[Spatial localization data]
^^^^

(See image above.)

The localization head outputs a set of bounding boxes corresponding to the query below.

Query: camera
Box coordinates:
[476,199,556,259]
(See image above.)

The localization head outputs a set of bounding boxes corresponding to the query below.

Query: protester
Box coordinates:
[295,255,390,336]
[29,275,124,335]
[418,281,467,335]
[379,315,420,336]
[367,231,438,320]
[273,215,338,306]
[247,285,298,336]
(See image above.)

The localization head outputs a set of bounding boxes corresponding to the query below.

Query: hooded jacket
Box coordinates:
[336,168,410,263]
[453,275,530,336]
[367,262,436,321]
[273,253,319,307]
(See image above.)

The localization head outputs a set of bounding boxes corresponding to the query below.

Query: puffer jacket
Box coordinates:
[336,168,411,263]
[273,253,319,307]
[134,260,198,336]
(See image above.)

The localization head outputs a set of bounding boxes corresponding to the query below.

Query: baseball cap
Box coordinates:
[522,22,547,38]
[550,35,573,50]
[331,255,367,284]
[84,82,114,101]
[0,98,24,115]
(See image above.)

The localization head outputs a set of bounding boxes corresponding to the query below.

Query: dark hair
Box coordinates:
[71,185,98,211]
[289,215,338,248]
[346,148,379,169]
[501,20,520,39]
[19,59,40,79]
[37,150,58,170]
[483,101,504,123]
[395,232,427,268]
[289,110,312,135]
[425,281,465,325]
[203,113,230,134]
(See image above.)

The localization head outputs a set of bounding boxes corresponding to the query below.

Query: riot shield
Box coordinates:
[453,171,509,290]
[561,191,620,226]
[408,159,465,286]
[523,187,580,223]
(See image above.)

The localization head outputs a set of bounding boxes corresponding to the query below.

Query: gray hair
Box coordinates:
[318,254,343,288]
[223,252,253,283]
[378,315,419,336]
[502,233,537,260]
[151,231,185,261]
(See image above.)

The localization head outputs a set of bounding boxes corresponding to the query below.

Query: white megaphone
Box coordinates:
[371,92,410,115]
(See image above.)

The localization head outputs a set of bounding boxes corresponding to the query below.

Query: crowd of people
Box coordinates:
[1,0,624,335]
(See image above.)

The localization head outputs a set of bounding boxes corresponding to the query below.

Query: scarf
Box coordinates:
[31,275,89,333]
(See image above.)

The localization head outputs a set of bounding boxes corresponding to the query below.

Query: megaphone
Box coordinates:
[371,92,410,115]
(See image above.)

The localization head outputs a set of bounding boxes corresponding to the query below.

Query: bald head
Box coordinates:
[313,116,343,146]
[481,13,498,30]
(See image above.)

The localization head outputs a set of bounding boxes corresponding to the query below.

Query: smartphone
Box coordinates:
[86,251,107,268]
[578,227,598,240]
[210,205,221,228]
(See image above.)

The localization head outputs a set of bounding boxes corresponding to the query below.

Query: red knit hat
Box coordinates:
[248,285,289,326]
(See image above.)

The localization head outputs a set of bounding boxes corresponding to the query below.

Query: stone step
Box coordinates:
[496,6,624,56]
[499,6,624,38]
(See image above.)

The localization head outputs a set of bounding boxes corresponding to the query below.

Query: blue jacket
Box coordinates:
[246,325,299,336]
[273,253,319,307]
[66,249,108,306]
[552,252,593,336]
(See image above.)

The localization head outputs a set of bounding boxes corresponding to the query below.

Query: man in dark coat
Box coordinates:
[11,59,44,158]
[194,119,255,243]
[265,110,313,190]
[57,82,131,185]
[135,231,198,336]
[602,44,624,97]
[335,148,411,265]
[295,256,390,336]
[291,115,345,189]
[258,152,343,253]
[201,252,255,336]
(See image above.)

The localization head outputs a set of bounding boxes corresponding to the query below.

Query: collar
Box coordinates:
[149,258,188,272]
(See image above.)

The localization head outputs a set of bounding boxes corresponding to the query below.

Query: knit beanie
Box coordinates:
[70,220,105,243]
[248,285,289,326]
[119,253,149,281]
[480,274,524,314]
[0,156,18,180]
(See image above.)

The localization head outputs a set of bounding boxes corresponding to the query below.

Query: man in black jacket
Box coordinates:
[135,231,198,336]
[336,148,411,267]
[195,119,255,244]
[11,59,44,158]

^^^^

The records above must each be restated exactly as they stand.

(See image above.)

The localization head outputs a set of bounding boxes corresponding to the query below.

Query: camera
Box coordinates:
[476,199,556,259]
(See image above.)

The localization head outputs a set of bounding boxes corresponding to the query below.

Query: protester
Box coordinates:
[295,255,390,336]
[29,275,124,335]
[418,281,467,335]
[379,315,420,336]
[367,231,438,320]
[273,215,338,306]
[247,285,298,336]
(See image above.)

The localization head outputs a set of bounding boxes corresponding to the query below.

Query: hooded jacket
Box coordinates:
[336,168,410,263]
[453,275,530,336]
[367,262,436,321]
[273,253,319,307]
(See image above.)

The localization head outputs a set of bounding boxes corresponding to the query below.

Query: puffer jacket
Box coordinates:
[336,168,411,263]
[273,253,319,307]
[134,260,198,336]
(See image above.)

The localization head outputs a set of bounding boxes corresponding to the query below.

Query: baseball cap
Box coordinates:
[522,22,547,38]
[550,35,573,50]
[331,255,367,284]
[84,82,114,101]
[0,98,24,115]
(See image above.)

The localization head outputs a set of bounding boxes corresponding to the query below.

Query: dark hair
Box coordinates:
[71,185,98,211]
[289,215,338,248]
[346,148,379,169]
[501,20,520,39]
[19,59,40,79]
[37,150,58,170]
[483,101,504,123]
[395,232,427,268]
[289,110,312,135]
[425,281,465,325]
[203,113,230,134]
(See image above.)

The localization head outputs a set of bounding boxes corresponding to the query below.

Query: riot shield
Box coordinates:
[453,171,509,290]
[561,191,620,226]
[408,159,465,286]
[523,187,580,223]
(See image above.)

The localization head outputs a set of bounding boxes corresponding to the query below.

Query: gray hair
Box coordinates:
[318,254,343,288]
[223,252,253,283]
[378,315,419,336]
[502,233,537,260]
[151,231,185,261]
(See image above.)

The localization head outputs a set of bounding boxes corresponding to the query below.

Query: white megaphone
Box coordinates:
[371,92,410,115]
(See image above.)

The localization head outputs a set of bounding boxes corresponding to the query below.

Query: crowd of people
Box coordinates:
[1,0,624,335]
(See image above.)

The localization head outputs a set of bounding boxes corresponding to the query below.

Query: scarf
Box coordinates:
[31,275,89,333]
(See image above.)

The localization head outputs a set of bounding boxes corresponding to the query below.

Query: megaphone
Box coordinates:
[371,92,410,115]
(See image above.)

The localization head outputs a set of bounding boxes corresponding to the query below.

Query: bald head
Box coordinates:
[313,116,343,146]
[481,13,498,30]
(See image above.)

The localization head outputs a set of bounding boxes corresponding to the query below.

Query: smartphone
Box coordinates:
[86,251,107,268]
[578,227,598,240]
[210,205,221,228]
(See image above.)

The localization head outputs a set of bounding boxes corresponding to the query below.

Query: red knit hat
Box coordinates:
[248,285,289,326]
(See image above.)

The localization head outputs a set of bounding boxes corresponding to the query below.

Query: stone step
Box coordinates:
[496,6,624,56]
[499,6,624,38]
(See image above.)

The localization head outputs a set of bounding boxes corresponding to the query below.

Query: blue jacket
Box coordinates:
[246,325,299,336]
[273,253,319,307]
[66,249,108,306]
[552,252,593,336]
(See image above.)

The localization head outputs a set of bounding boxes corresponding to the query below.

Query: man in dark coat
Box coordinates:
[11,59,44,158]
[194,119,255,243]
[265,110,313,190]
[57,82,131,185]
[135,231,198,336]
[602,44,624,97]
[335,148,411,265]
[295,256,390,336]
[291,115,345,189]
[258,152,343,253]
[201,252,255,336]
(See image above.)

The localization head outputs a set of bounding boxes corresponding to the query below.

Query: collar
Box coordinates:
[149,258,188,272]
(See image above.)

The localization head outputs a set of bounding boxes corresponding to the query below.

Query: knit beanie
Box coordinates:
[70,220,105,243]
[248,285,289,326]
[119,253,149,281]
[480,274,524,314]
[0,156,18,180]
(See image above.)

The localization head outputs a set of bounding boxes corresponding to the query below.

Query: man in black jacket
Box coordinates:
[135,231,198,336]
[336,148,411,267]
[195,119,255,244]
[11,59,44,158]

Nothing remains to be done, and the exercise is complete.